__Trecho exibido__.
◆ ◆ ◆

Relatos de uso incorreto de antibióticos por cirurgiões dentistas são crescentes, ainda que o número de prescrições escritas por cirurgiões dentistas seja pequeno comparado às prescrições concedidas por médicos, com índice de 7 a 11% de prescrições de antibacterianos (6). Quando não há risco de infecção e o paciente é imunocompetente, a profilaxia antibiótica não é indicada. Quando existe uma infecção bacteriana estabelecida, estes profissionais devem ter em mente que é necessário, primeiramente, a remoção da causa. O uso exclusivo do antibiótico, não é eficiente se aplicado de forma isolada, sendo necessário intervir na fonte de infecção. Por isso o antibiótico deve ser considerado um auxiliar na terapêutica de infecções (4).

Microrganismos com diferentes mecanismos de resistência aos antimicrobianos são um problema global e crescente, uma vez que a descoberta de novos medicamentos não está acompanhando o acelerado surgimento de novos casos de resistência (4). Diante desses fatos, a avaliação do conhecimento de cirurgiões dentistas sobre a prescrição de medicamentos se faz necessária para se estimar a necessidade da projeção de campanhas e cursos de atualização que possam contribuir para evitar o surgimento de novos casos de resistência microbiana.

Desta forma, o objetivo deste trabalho é verificar o nível de conhecimentos de cirurgiões dentistas sobre prescrição de antimicrobianos e sobre as consequências de uma prescrição incorreta relacionado à resistência bacteriana.

Metodologia

Delineamento do estudo e amostra

Este estudo caracteriza-se como observacional, transversal, denominado inquérito. O estudo foi realizado com uma amostra probabilística de 242 cirurgiões dentistas que atuam na cidade de Passo Fundo, Rio Grande do Sul, Brasil. Estes foram sorteados de maneira aleatória sem distinção de idade, sexo ou especialidade.

O cálculo da amostra foi realizado com base no total de cirurgiões dentistas que atuam em Passo Fundo, 640 cirurgiões dentistas, segundo o site do Conselho Regional de Odontologia (CRO), obtendo-se o valor final de 225. Sabendo-se que pode haver perdas no decorrer da pesquisa, foi somado 10% na amostra obtida, finalizando uma amostra de 250.

◆ ◆ ◆

__Dados registrados__.
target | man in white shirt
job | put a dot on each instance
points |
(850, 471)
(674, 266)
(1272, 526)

◆ ◆ ◆

__Enunciado 1__. Segundo o texto sobre a prescrição de antimicrobianos por cirurgiões dentistas, quantos cirurgiões dentistas atuam em Passo Fundo de acordo com o site do CRO?
__Enunciado 2__. Dê continuidade ao texto sobre a prescrição de antimicrobianos por cirurgiões dentistas a partir do ponto em que ele termina.

__Resposta escrita 1__. 640 cirurgiões dentistas.

__Resposta escrita 2__.
Coleta de dados e procedimentos

A coleta dos dados foi realizada através da aplicação de um questionário formulado por Trento et al. (2014), com questões que serviram como instrumento para avaliar o grau de conhecimento de cirurgiões dentistas sobre antimicrobianos e resistência microbiana. Além dos dados demográficos e profissionais (sexo, ano de graduação, especialidade, vinculação ao serviço público ou privado), o questionário compreende 6 questões objetivas de avaliação dos conhecimentos relativos à indicação de uso de antibacterianos e profilaxia antibiótica.

O pesquisador explicou a análise para o cirurgião dentista e, com a concordância deste, foi aplicado o questionário para o profissional. Para aplicar o questionário com profissionais que trabalham em clínicas odontológicas, houve um termo de autorização de local assinado pelo responsável pela clínica ou instituição.

Os questionários entregues para os cirurgiões dentistas são confidenciais, sem qualquer identificação e mantidos separadamente do Termo de Consentimento Livre e Esclarecido (TCLE) que, após assinado pelo pesquisador e pelo pesquisado, foi armazenado em um segundo envelope. Cada participante teve até 15 minutos para responder o questionário e não foi permitido utilizar qualquer material para pesquisa.

Foram incluídos neste estudo todos os cirurgiões dentistas registrados no Conselho Regional de Odontologia (CRO) e que atuem no município de Passo Fundo.

Foram excluídos do estudo os cirurgiões dentistas não cadastrados no CRO, que não atuem no município de Passo Fundo e aqueles que deixarem de responder a alguma pergunta do questionário.

Análise dos dados

Os dados obtidos foram inicialmente tabulados em uma planilha eletrônica do programa Excel e exportados para o programa estatístico StataSE 12 para a análise estatística.

Primeiramente, foi realizada a análise descritiva dos dados de todas as variáveis, a fim de verificar as suas frequências absolutas e relativas.

Em um segundo momento, para as questões de número 5 a 10 do questionário, relacionadas a critério de escolha, conduta, indicação de profilaxia, momento de realização da profilaxia, medicamentos utilizados para profilaxia, as variáveis foram dicotomizadas em respostas certas e erradas, uma vez que algumas das questões possuíam mais do que uma alternativa correta. Estes dados também foram analisados por estatística descritiva.

Em relação aos resultados, a partir da tabela 2, os resultados foram analisados a partir de um total de respostas e não de entrevistados.

Para responder as questões como certas ou erradas foi realizada uma pesquisa baseada na literatura. Abaixo o questionário respondido com verdadeiro (V) ou falso (F):

QUESTIONÁRIO

Qual (ais) o (s) critério (s) que você utiliza para a seleção do antimicrobiano?

(V) Ser seletivo

(F) Ser bactericida

(F) Ação rápida

(F) Administração por via oral

(F) Baixo custo

Qual (ais) a (s) conduta (s) indicada (s) para se evitar a resistência bacteriana?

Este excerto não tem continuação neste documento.